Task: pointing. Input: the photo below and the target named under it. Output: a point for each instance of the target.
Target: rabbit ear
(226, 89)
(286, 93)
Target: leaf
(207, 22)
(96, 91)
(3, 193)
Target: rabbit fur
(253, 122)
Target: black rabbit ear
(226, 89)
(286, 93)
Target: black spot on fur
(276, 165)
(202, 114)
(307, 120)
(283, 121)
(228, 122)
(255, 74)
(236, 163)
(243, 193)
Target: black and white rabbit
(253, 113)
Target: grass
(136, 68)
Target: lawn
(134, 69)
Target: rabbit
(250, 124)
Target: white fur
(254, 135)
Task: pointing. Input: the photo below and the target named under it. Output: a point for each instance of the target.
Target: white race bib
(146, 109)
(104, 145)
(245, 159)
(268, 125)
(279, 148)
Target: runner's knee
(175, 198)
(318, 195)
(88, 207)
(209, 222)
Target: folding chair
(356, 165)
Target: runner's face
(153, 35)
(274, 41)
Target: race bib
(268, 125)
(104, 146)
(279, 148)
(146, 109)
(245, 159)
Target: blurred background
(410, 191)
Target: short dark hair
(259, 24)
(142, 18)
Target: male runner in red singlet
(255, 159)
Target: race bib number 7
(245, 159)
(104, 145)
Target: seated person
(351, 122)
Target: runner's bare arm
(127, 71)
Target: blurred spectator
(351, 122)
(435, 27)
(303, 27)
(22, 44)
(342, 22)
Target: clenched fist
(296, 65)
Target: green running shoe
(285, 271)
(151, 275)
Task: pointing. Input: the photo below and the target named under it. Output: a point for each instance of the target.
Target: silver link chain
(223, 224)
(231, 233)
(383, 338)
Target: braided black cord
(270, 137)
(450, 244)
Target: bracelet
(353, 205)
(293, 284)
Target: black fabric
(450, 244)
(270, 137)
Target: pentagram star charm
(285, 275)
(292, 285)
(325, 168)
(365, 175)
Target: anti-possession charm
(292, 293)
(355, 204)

* * * * * * *

Return exactly the run of lines that opens with the one containing "Target: bracelet" and closes with the last line of the records above.

§ **Output below**
Target: bracelet
(353, 205)
(293, 284)
Target: black fabric
(450, 244)
(270, 137)
Target: pentagram star charm
(285, 275)
(292, 285)
(325, 168)
(365, 175)
Target: anti-possession charm
(292, 293)
(355, 204)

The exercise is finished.